**Data to examine:**
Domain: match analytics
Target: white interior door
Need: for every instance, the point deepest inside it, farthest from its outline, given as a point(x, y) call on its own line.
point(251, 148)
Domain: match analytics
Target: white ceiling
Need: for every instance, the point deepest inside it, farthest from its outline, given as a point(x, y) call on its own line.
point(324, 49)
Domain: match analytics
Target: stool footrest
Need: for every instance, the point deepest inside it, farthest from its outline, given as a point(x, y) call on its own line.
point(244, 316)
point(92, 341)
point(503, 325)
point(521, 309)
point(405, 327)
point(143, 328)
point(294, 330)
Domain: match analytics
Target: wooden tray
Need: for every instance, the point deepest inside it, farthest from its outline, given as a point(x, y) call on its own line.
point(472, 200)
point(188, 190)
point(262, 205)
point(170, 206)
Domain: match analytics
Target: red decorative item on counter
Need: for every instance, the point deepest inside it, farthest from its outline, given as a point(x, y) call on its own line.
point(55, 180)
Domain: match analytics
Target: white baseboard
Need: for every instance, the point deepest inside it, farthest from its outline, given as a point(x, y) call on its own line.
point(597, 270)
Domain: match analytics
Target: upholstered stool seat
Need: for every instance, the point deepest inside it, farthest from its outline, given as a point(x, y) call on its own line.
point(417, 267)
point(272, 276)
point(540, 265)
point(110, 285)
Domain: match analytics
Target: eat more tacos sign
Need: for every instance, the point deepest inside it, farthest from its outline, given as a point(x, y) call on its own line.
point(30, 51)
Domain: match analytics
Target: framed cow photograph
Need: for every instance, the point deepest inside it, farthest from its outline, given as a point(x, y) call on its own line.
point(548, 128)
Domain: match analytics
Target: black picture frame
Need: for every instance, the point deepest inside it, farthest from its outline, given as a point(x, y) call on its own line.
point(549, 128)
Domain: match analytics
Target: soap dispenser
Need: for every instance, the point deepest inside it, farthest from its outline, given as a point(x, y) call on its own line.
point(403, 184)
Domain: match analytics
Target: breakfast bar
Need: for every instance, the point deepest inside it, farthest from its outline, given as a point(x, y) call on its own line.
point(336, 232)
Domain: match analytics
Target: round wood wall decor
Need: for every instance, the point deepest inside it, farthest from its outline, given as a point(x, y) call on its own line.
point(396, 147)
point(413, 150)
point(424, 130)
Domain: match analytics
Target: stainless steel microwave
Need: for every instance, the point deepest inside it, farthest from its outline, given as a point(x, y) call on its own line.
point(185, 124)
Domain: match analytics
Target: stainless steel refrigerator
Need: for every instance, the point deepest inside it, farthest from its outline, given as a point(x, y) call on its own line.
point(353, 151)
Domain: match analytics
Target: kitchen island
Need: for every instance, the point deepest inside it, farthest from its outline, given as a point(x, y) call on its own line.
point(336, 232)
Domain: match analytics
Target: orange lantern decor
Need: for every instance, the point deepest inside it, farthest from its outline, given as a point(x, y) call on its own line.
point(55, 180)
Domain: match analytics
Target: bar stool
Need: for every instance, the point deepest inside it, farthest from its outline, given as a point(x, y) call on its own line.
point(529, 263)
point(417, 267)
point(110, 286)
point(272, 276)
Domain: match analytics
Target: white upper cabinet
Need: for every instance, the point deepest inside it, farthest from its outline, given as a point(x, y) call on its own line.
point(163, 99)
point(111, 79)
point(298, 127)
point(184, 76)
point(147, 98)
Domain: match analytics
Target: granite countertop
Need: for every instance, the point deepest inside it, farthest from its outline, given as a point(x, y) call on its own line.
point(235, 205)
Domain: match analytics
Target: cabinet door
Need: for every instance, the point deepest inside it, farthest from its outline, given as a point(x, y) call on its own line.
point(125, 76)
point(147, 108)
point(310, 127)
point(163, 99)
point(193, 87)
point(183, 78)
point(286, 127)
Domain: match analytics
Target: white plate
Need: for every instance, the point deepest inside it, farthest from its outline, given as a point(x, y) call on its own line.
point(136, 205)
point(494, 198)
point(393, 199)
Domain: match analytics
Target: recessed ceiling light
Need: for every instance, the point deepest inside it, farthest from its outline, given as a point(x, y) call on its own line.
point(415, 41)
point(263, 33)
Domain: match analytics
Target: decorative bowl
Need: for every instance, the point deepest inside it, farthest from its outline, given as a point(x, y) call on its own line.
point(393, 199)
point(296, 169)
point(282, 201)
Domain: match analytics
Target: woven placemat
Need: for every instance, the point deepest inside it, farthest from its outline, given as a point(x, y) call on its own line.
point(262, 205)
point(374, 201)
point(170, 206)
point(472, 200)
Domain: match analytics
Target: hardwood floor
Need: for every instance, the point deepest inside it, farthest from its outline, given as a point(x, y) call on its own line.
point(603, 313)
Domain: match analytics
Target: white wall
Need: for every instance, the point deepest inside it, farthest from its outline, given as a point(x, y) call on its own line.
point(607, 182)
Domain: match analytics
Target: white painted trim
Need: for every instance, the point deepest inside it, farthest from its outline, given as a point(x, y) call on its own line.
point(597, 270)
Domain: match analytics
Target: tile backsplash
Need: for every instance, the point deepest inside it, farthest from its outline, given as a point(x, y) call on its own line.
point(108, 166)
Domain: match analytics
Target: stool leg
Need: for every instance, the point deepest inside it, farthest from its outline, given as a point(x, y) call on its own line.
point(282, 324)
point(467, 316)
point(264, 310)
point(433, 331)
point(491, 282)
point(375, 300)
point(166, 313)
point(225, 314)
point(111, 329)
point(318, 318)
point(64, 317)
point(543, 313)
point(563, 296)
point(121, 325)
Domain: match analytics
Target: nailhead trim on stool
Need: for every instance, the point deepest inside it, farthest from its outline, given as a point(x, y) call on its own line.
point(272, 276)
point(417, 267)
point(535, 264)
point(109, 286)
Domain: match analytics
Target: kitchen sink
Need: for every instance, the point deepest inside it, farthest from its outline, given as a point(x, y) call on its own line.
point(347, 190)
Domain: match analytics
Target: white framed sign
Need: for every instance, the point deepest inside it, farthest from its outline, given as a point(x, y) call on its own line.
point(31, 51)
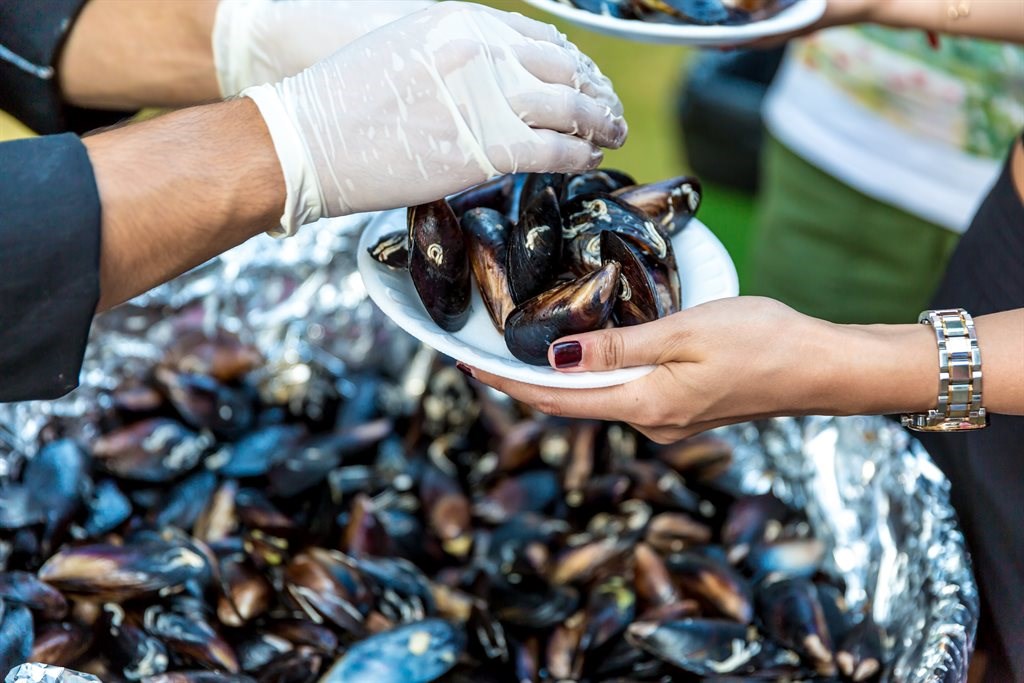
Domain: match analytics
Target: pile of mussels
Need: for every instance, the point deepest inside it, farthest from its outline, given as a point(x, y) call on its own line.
point(705, 12)
point(425, 528)
point(552, 254)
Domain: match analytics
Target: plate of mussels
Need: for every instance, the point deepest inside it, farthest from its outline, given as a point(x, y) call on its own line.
point(698, 23)
point(494, 274)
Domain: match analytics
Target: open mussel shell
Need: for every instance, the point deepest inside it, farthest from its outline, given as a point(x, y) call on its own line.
point(706, 647)
point(486, 236)
point(589, 215)
point(638, 301)
point(598, 180)
point(582, 305)
point(670, 203)
point(535, 247)
point(392, 250)
point(438, 263)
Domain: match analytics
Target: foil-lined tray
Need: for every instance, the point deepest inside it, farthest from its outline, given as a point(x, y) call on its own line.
point(870, 492)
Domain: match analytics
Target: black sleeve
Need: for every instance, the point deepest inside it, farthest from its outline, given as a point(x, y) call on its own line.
point(32, 34)
point(49, 264)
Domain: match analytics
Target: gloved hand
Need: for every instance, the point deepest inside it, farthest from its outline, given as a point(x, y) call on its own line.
point(430, 104)
point(262, 41)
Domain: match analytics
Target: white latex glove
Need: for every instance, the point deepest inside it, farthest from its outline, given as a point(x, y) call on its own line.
point(430, 104)
point(262, 41)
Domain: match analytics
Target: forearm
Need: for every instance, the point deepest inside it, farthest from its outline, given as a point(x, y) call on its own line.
point(126, 54)
point(889, 369)
point(179, 189)
point(995, 19)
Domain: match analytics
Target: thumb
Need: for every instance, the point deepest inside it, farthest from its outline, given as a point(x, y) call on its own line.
point(645, 344)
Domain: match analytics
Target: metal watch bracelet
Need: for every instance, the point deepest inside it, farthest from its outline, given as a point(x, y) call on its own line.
point(960, 375)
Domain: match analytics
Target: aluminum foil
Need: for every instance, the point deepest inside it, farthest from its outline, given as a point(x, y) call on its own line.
point(869, 491)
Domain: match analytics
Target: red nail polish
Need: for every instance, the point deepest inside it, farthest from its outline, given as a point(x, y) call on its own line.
point(567, 354)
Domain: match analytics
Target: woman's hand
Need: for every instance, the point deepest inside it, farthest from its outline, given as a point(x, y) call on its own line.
point(738, 359)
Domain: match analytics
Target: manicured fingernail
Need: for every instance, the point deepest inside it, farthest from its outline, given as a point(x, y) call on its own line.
point(567, 354)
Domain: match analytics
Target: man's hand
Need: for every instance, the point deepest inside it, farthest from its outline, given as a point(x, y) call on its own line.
point(432, 103)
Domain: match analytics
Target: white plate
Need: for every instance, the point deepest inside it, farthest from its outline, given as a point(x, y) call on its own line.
point(705, 267)
point(799, 15)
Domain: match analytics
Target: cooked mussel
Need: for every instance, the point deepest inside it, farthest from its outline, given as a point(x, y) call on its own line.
point(438, 263)
point(535, 247)
point(671, 203)
point(581, 305)
point(638, 301)
point(392, 250)
point(486, 237)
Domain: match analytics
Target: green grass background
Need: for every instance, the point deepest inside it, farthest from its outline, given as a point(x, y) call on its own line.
point(647, 79)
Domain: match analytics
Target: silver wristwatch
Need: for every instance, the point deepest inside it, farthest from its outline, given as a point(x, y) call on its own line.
point(960, 375)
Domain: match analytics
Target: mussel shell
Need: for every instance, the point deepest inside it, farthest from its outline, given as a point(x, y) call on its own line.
point(582, 305)
point(417, 652)
point(487, 232)
point(598, 180)
point(671, 203)
point(706, 647)
point(438, 264)
point(535, 247)
point(392, 250)
point(638, 301)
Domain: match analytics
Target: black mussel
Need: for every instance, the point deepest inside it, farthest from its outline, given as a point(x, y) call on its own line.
point(24, 588)
point(497, 194)
point(793, 615)
point(719, 588)
point(246, 593)
point(190, 637)
point(706, 647)
point(417, 652)
point(448, 511)
point(638, 300)
point(121, 572)
point(60, 643)
point(589, 215)
point(257, 452)
point(487, 232)
point(752, 519)
point(130, 649)
point(156, 451)
point(15, 635)
point(221, 355)
point(598, 180)
point(536, 184)
point(438, 263)
point(108, 508)
point(861, 652)
point(206, 402)
point(582, 305)
point(392, 250)
point(792, 557)
point(535, 247)
point(670, 203)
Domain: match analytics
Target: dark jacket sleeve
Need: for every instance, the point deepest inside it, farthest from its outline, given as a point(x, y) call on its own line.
point(32, 35)
point(49, 264)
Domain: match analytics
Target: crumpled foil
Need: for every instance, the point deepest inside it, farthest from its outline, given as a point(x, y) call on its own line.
point(869, 491)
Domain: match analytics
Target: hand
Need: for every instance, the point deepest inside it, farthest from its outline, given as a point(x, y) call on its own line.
point(738, 359)
point(432, 103)
point(263, 41)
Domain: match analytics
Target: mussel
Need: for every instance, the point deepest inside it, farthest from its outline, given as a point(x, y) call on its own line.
point(438, 263)
point(487, 232)
point(581, 305)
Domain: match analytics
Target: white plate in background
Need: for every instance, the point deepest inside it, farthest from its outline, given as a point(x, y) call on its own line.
point(799, 15)
point(706, 271)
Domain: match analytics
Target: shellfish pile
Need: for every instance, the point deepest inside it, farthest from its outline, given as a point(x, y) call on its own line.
point(423, 529)
point(552, 254)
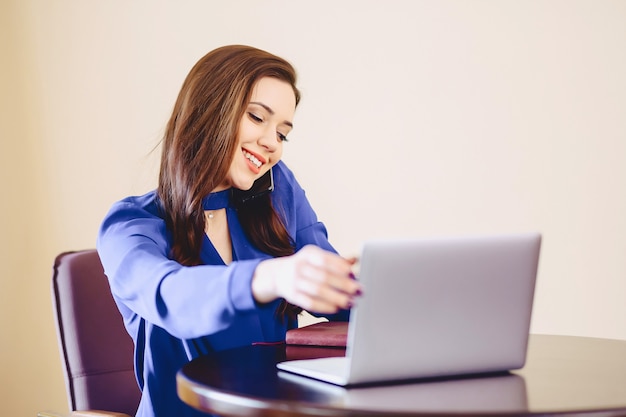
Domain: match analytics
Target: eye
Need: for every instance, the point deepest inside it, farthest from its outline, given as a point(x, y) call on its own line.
point(254, 117)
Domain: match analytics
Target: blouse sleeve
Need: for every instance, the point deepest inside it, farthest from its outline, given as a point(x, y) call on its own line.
point(133, 247)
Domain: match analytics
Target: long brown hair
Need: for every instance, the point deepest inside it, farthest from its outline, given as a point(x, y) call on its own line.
point(199, 145)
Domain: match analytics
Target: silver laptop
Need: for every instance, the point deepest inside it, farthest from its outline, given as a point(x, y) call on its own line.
point(436, 307)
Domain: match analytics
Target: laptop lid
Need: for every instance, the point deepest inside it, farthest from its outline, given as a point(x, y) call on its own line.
point(436, 307)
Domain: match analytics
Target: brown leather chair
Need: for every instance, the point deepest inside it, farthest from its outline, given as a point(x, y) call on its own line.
point(96, 350)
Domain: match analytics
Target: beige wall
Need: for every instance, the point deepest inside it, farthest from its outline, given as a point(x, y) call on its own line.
point(418, 118)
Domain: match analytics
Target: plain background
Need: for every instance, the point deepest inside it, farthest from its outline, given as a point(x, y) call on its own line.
point(418, 118)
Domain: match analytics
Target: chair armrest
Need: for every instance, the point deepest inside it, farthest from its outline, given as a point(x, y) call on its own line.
point(84, 413)
point(97, 413)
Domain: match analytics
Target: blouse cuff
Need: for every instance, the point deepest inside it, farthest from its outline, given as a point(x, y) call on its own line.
point(241, 285)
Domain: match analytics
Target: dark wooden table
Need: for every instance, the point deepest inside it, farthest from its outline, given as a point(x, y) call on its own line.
point(563, 375)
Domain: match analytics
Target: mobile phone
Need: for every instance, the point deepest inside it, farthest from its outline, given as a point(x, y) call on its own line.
point(261, 186)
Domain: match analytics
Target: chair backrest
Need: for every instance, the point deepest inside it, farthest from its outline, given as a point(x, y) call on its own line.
point(96, 350)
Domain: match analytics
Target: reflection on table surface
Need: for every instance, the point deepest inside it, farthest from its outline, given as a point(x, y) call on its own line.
point(563, 374)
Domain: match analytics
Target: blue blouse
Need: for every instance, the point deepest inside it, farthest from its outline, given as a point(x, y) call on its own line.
point(175, 313)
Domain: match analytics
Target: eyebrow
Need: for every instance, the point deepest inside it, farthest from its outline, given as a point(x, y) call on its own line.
point(270, 111)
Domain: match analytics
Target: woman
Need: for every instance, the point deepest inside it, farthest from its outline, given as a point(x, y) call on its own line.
point(201, 265)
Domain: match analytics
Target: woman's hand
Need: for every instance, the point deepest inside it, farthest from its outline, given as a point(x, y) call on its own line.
point(314, 279)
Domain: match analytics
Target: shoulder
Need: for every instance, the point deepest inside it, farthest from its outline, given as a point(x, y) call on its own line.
point(134, 215)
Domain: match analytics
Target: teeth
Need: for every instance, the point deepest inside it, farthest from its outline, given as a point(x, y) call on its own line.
point(252, 159)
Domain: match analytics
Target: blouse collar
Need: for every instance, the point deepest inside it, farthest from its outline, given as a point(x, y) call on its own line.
point(217, 200)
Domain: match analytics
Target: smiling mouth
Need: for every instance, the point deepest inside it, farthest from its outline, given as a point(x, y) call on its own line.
point(252, 159)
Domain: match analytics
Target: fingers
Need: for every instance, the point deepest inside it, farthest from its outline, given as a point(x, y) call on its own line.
point(314, 279)
point(326, 282)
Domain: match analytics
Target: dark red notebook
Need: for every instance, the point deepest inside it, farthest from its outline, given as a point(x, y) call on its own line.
point(328, 333)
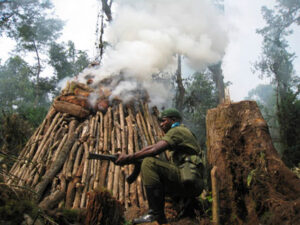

**To do:** Please count the lines in the data that include the word "ceiling" and report the number by itself.

**Answer space:** 2